■ **SUPPLIED MATERIAL**:

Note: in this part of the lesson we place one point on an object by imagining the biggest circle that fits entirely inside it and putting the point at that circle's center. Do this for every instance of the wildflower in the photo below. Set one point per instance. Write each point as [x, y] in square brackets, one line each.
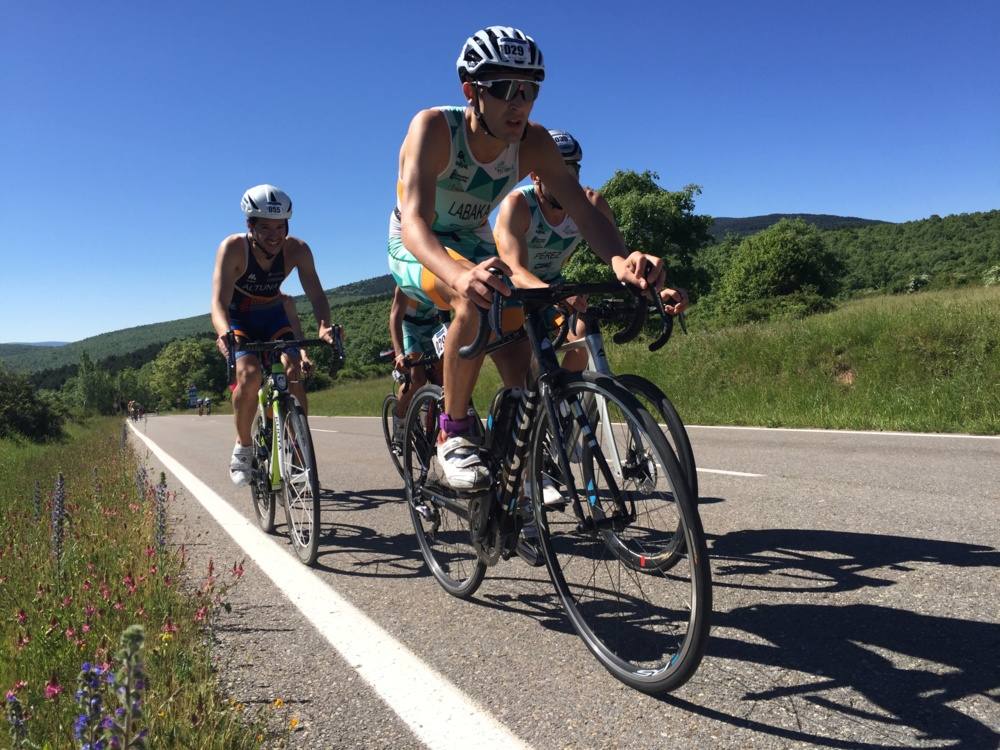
[52, 688]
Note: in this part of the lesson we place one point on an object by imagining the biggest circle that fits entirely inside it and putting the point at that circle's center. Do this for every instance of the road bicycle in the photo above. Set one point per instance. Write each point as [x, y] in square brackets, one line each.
[649, 394]
[401, 382]
[607, 545]
[284, 464]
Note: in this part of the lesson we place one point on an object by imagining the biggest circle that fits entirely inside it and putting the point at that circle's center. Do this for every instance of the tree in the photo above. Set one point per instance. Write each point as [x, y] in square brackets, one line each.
[784, 270]
[654, 220]
[183, 362]
[23, 411]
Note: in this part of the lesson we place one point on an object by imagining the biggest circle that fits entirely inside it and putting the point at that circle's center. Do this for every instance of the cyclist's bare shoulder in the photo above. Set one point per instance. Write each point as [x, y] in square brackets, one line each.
[430, 137]
[232, 252]
[296, 251]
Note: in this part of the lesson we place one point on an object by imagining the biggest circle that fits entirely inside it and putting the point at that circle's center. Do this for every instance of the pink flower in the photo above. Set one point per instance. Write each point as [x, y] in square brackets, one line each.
[52, 689]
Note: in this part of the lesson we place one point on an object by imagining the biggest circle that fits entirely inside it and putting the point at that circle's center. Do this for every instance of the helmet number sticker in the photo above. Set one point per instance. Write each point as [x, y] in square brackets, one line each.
[514, 50]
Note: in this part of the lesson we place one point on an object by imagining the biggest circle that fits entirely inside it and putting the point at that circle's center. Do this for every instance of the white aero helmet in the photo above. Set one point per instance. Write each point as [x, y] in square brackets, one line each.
[266, 202]
[500, 49]
[569, 146]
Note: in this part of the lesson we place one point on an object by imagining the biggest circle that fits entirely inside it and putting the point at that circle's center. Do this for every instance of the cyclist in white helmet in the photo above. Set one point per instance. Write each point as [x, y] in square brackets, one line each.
[455, 165]
[247, 302]
[536, 237]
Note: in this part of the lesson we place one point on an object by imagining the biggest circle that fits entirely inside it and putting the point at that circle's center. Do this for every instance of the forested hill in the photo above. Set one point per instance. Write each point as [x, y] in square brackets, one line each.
[32, 357]
[724, 225]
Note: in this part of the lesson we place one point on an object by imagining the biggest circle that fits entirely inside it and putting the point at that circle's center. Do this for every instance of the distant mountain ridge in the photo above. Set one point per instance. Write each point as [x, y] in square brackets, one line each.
[724, 225]
[879, 254]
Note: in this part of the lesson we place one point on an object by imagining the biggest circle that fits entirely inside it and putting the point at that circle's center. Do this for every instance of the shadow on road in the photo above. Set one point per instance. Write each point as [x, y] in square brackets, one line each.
[796, 560]
[907, 667]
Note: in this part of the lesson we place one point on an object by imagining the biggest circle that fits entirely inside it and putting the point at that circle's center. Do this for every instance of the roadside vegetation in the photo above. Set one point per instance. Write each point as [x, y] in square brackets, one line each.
[766, 271]
[103, 634]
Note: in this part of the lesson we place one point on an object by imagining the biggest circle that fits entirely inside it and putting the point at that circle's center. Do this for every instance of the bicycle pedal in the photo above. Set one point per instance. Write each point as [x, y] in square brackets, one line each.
[529, 554]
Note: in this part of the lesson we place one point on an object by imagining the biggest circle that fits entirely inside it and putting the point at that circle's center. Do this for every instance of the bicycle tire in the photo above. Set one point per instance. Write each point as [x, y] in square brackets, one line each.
[678, 437]
[300, 483]
[260, 478]
[443, 535]
[652, 647]
[388, 410]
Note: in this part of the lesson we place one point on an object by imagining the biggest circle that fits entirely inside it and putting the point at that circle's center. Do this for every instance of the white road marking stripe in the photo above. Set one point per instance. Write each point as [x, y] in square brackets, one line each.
[731, 473]
[432, 707]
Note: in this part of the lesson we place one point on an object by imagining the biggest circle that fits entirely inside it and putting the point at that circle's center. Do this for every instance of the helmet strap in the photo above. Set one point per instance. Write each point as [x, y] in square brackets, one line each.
[478, 112]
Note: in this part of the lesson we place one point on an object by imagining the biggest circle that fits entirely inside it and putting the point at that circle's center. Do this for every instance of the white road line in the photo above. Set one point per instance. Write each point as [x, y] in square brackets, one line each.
[843, 432]
[730, 473]
[432, 707]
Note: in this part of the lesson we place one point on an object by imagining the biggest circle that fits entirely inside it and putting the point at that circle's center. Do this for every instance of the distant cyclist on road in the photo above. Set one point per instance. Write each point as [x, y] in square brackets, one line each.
[247, 302]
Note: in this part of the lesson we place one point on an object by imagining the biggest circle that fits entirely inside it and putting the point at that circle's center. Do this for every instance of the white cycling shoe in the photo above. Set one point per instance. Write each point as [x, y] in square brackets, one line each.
[241, 464]
[463, 468]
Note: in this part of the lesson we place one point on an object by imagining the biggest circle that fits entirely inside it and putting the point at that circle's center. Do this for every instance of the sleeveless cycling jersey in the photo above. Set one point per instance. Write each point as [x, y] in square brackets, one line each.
[258, 286]
[467, 191]
[549, 247]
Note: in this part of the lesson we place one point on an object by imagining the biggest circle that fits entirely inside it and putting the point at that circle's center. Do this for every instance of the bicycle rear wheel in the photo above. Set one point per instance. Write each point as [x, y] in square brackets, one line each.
[260, 481]
[300, 483]
[645, 623]
[388, 410]
[442, 531]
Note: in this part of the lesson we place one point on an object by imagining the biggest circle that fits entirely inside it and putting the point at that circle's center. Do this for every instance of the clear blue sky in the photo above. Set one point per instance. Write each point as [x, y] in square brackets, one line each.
[129, 130]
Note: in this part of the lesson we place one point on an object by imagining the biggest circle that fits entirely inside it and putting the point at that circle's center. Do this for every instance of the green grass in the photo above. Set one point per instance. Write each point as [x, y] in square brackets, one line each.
[62, 611]
[927, 362]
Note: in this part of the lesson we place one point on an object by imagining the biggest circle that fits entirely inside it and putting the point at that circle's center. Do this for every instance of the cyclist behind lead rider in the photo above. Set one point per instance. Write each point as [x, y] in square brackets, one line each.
[456, 164]
[412, 330]
[536, 237]
[247, 302]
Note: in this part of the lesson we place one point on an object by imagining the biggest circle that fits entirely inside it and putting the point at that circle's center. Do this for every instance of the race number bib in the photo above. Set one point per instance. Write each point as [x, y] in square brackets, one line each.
[438, 339]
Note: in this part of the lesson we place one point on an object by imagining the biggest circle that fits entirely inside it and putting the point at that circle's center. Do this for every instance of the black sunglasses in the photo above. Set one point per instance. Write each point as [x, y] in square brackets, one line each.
[507, 89]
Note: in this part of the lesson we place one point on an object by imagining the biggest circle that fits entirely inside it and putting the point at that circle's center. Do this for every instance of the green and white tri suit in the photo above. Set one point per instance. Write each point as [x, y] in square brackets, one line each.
[467, 191]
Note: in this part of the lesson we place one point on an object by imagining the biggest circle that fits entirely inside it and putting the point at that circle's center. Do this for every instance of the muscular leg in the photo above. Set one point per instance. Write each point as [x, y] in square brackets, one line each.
[576, 360]
[293, 371]
[248, 381]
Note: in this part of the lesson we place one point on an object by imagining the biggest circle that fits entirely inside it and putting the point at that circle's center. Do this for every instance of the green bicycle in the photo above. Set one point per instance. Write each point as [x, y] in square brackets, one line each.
[284, 466]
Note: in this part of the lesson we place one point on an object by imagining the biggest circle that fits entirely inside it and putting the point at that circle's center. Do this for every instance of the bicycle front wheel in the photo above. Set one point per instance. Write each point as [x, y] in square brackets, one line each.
[300, 483]
[646, 623]
[388, 411]
[260, 481]
[442, 531]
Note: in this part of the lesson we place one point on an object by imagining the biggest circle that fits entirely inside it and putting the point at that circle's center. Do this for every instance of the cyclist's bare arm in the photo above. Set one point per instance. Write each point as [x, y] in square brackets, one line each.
[510, 234]
[311, 285]
[424, 155]
[229, 265]
[540, 155]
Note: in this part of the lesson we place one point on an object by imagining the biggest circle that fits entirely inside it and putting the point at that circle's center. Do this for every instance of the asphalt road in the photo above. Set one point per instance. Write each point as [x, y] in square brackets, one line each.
[855, 603]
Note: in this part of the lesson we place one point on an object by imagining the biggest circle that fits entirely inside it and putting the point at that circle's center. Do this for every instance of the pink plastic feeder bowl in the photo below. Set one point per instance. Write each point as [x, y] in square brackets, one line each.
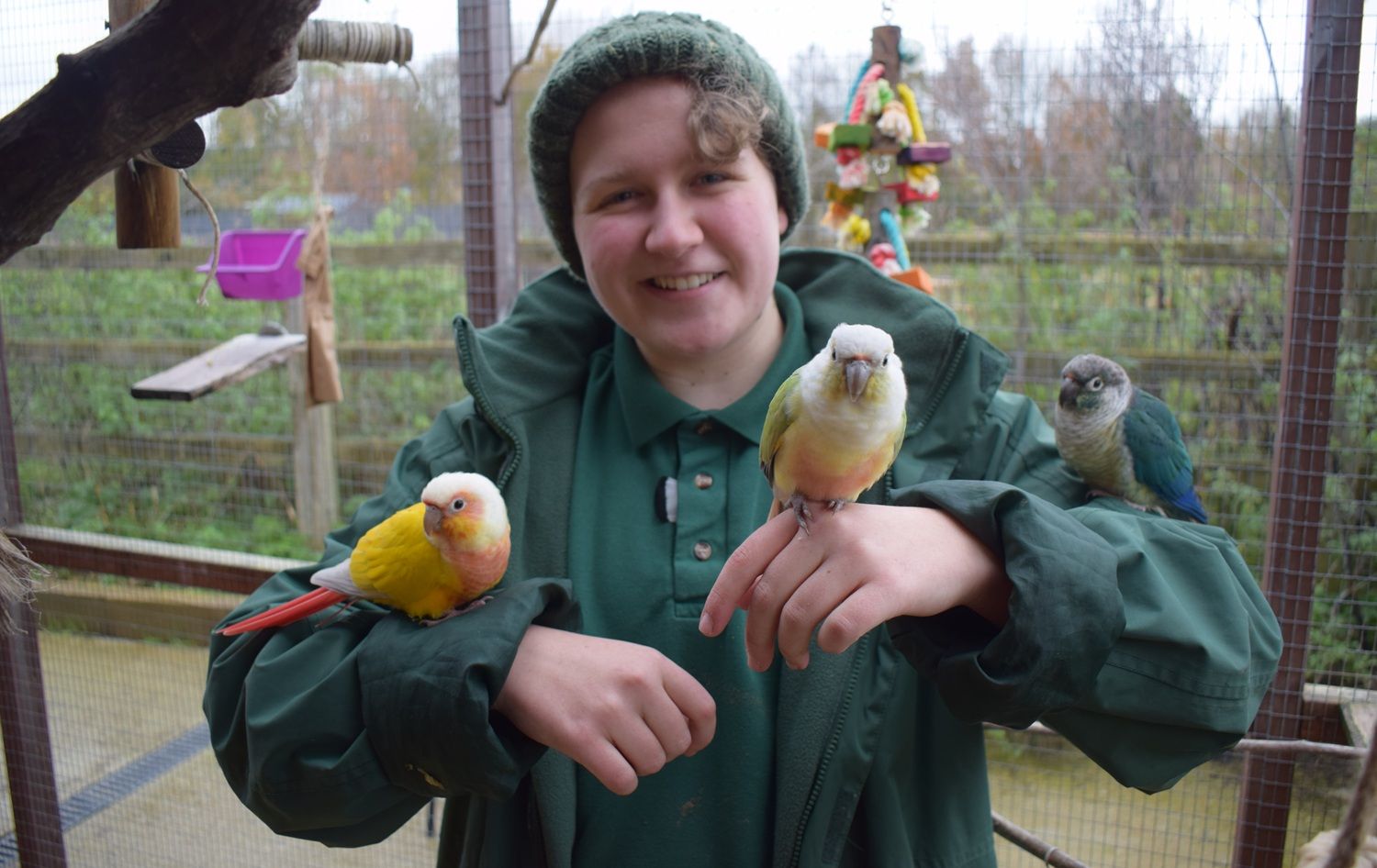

■ **AIM OF THE EXERCISE**:
Return each line of the entries above that contains the word "sunglasses". Keep the lines in their original order.

■ **THE OUTPUT**:
Note: in this part of the lesson we place one point on an object by imagining the biggest circle that fits entirely inside it and putting the point at that circle's center. Do this for every instance of the black sunglasses in the photo above. Set one point per instance. Write each point as [x, y] in square brackets, one line each.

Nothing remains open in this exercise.